Copy every line of the entries that includes the word "instance".

Given information below:

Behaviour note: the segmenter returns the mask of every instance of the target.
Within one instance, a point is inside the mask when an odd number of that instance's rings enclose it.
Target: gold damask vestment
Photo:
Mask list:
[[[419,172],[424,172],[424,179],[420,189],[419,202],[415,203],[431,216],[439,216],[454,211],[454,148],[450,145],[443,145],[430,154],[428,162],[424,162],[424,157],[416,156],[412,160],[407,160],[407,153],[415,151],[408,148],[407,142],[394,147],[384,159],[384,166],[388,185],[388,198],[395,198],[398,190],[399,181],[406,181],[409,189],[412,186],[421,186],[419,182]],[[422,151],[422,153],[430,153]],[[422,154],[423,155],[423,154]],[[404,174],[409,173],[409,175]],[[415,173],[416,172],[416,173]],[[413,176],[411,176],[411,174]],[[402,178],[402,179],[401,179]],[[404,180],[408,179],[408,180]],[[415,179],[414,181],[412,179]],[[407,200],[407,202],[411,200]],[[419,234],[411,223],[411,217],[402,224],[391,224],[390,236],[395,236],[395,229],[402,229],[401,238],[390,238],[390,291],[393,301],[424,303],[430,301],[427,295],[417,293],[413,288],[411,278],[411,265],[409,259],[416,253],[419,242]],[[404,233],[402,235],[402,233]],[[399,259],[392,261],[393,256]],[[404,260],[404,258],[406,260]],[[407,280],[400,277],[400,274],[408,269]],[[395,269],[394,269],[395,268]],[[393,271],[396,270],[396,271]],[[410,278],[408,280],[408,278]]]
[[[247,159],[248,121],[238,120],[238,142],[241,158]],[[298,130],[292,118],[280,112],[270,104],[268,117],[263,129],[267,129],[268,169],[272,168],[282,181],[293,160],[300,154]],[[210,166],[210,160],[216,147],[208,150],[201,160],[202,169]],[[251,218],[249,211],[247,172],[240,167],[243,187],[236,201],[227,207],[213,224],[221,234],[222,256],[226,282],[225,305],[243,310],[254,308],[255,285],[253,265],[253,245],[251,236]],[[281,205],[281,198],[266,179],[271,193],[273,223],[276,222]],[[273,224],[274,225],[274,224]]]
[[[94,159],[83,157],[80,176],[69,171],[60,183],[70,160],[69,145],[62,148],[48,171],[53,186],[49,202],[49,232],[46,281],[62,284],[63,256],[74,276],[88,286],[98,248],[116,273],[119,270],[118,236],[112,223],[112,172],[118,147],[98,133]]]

End of Given information.

* _Response to this task_:
Behaviour note: the segmenter returns the mask of every instance of the target.
Within one instance, a point is inside the mask when an odd number of that instance's rings enclose it.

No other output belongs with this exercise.